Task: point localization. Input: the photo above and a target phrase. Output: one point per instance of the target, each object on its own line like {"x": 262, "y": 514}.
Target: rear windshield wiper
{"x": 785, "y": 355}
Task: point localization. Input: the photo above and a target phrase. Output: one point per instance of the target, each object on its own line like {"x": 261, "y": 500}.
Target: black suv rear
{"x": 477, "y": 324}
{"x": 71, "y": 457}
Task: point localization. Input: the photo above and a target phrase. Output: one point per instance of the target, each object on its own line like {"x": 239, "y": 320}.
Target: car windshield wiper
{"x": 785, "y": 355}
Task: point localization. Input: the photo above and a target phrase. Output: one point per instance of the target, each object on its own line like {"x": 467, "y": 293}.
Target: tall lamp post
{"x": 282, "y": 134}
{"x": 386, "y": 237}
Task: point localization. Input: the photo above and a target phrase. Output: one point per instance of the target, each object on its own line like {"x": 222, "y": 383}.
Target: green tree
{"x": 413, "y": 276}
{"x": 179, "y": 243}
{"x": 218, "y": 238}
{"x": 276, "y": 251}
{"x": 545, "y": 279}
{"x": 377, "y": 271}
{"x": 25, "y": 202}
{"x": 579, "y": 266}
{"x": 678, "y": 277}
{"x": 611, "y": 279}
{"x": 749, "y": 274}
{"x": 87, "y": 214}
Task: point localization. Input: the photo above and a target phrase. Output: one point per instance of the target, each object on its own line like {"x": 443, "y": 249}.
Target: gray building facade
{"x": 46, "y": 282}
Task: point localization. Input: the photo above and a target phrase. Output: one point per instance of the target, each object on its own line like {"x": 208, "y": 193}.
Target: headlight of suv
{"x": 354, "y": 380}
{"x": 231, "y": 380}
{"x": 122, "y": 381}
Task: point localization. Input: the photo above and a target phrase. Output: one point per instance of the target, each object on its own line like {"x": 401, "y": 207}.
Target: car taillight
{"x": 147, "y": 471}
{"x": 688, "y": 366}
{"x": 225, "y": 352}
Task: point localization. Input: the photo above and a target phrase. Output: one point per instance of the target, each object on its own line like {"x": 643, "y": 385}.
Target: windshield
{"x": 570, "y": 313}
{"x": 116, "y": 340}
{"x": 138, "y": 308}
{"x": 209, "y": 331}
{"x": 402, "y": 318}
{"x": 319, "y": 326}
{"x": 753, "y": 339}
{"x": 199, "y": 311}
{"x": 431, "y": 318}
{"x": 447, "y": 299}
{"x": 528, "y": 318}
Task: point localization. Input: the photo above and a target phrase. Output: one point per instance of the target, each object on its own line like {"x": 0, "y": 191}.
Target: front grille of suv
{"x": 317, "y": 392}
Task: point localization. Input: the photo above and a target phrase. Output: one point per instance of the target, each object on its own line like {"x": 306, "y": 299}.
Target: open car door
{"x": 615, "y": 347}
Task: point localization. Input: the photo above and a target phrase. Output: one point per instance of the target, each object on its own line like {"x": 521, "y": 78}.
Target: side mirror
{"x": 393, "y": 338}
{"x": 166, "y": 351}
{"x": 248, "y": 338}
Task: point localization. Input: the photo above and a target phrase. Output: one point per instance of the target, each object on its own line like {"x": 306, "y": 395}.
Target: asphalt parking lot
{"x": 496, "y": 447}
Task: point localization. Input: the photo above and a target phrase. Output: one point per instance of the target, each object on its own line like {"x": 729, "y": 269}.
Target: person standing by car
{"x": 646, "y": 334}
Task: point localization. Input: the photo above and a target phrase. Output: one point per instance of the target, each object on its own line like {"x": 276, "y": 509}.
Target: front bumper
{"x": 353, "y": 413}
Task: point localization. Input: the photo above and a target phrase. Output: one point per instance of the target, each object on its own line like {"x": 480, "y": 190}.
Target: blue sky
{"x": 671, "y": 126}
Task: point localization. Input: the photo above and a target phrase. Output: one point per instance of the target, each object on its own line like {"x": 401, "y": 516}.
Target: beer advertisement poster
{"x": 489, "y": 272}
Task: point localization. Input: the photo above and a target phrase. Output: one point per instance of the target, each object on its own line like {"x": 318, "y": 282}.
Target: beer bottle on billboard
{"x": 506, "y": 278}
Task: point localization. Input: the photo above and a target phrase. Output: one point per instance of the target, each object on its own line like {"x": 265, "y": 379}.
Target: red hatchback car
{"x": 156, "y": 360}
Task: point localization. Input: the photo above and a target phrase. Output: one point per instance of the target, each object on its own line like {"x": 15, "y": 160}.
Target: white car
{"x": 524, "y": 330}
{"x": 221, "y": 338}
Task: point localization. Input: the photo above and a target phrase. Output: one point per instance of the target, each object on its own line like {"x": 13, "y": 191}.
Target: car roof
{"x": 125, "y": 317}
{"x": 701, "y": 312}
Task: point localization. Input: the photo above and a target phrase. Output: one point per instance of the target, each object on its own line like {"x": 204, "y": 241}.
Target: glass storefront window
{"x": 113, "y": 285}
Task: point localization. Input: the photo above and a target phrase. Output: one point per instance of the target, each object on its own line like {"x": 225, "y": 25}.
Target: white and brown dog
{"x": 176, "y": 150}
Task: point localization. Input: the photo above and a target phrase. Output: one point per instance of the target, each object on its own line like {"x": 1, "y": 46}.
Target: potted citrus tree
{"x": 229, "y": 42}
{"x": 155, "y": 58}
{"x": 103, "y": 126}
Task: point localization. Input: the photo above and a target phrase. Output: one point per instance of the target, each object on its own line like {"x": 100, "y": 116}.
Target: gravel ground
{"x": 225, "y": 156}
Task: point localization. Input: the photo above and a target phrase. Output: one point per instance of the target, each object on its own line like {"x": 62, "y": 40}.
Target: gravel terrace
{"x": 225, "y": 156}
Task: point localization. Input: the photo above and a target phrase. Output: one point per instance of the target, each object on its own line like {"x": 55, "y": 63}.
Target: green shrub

**STATED EXERCISE**
Count the lines in the data above that contain the word "windshield" and give only that number.

**COMPLETE ANSWER**
3